# Which Glasses / Respirator to buy?



## Xaromir (Jun 4, 2011)

Soon i would like to buy a new respirator and some goggles/glasses, i'm not sure what to buy though, so i thought i ask you guys, as you people been most helpful in the past. (Thanks) Let me describe my situation.

Currently i'm only working with a scroll saw and a dremel, the issue with those is though, that my face usually is right in there where the work is, and my dust-extraction system is a broom. So my scroll saw is constantly blowing stuff into my face.
That's why i would like some new glasses, i have some but i never wear them. They are cheap plastic and they make my vision "foggy" and slightly disturbed, i hate that so much that i'm rather batting my eyelids constantly to get the dust out instead of wearing the goggles. I'm not sure what's on the market, so just hit me with something you think is good.

*WORK TO COMPLETE*.
- A) List every tool or piece of gear named in the forum post about safety glasses and respirators.
- B) In the forum post about safety glasses and respirators, put this sentence into Spanish: "So my scroll saw is constantly blowing stuff into my face."
- C) Carry on writing the forum post about safety glasses and respirators from the point where it stops.

*RAW DATA*.
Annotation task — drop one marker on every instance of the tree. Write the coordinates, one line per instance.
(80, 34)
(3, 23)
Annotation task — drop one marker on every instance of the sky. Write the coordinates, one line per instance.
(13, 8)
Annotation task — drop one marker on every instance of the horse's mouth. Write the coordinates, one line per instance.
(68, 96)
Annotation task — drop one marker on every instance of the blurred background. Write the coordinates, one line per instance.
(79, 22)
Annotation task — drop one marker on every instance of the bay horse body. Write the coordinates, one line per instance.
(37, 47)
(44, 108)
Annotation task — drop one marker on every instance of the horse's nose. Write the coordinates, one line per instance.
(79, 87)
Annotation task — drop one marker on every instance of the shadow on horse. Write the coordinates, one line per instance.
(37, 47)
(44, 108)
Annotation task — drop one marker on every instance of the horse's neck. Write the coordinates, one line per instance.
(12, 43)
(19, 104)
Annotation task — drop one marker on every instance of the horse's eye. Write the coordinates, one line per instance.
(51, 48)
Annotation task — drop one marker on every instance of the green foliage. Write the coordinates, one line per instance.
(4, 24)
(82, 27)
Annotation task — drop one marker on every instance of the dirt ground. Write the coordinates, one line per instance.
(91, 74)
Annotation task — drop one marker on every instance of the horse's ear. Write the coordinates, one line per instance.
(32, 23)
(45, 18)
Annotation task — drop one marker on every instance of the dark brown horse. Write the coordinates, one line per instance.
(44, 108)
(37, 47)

---

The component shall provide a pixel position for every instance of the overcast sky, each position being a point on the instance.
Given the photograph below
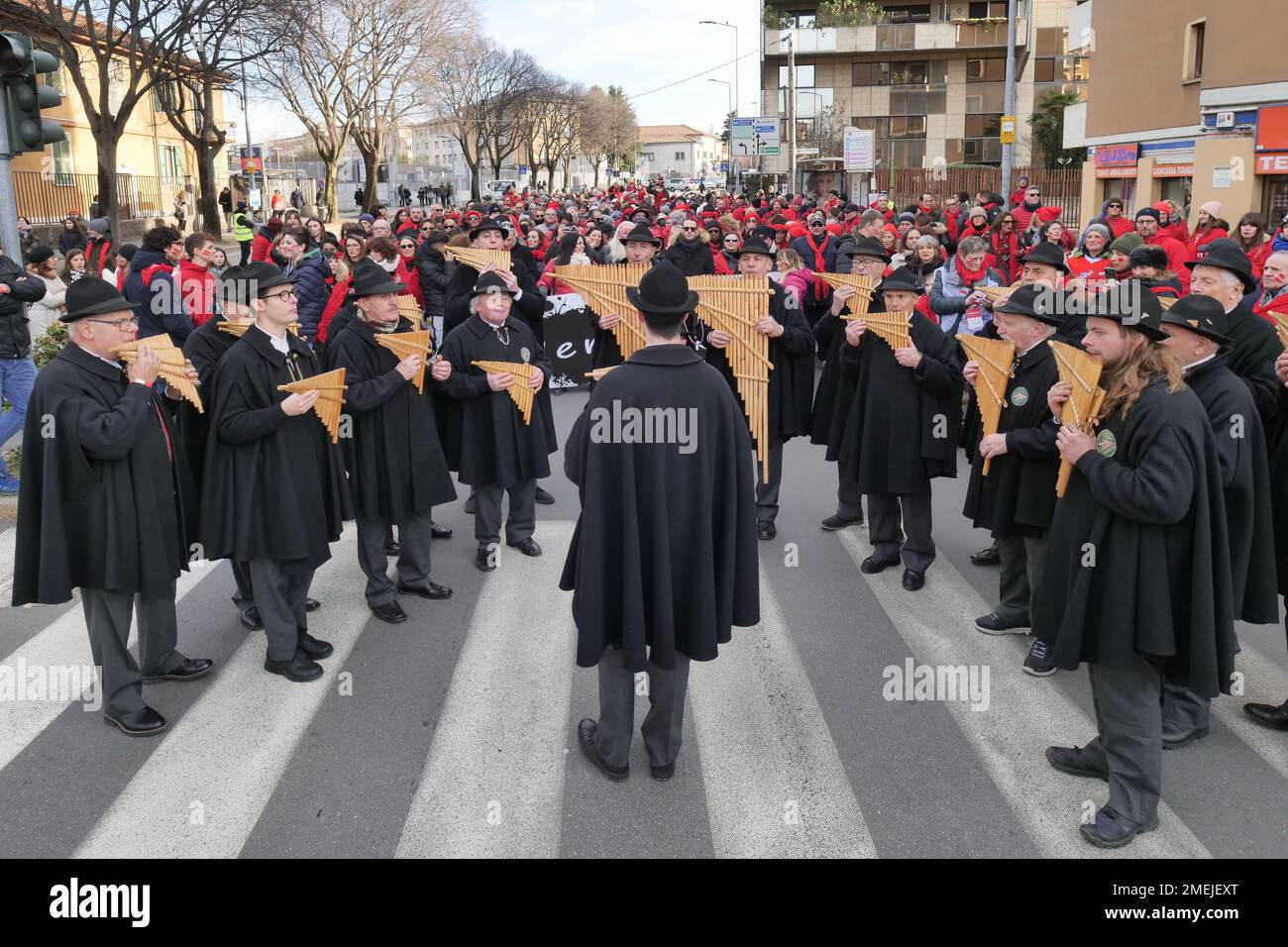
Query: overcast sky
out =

*ANSWER SET*.
- A)
respirator
goggles/glasses
scroll saw
dremel
broom

- B) Así que mi sierra de calar me está soplando cosas a la cara constantemente.

- C)
Secondly: I would like a new respirator. My current one doesn't close tight around my nasal bone, so i basically blow into my eyes when breathing out, which is uncomfortable, the vent thing just resists to much, and something makes clacking and squeaking noise all the time which is annoying. Something that goes at least slightly over the chin would be nice so i can tuck my goatee in, currently i'm actually able to do that, and i suspect it's mostly tight since the air is pushed out above my nose. xD

I don't like a face-shield or a full-face mask though, i really would like to stick with two separate solutions. What do i want to spend? Good question… What ever it costs i fear, but let's just keep it reasonable, and stay below 100$ for both together, if it's all below 50 it would be a plus, but i'm not sure what i get for that price.


----------



## GaryK (Jun 25, 2007)

I have had this one for a few years now. I like it.

http://www.rockler.com/product.cfm?page=10877&filter=respirator

For glasses I don't know. I just wear some cheap reading glasses.

What part of Germany are you in?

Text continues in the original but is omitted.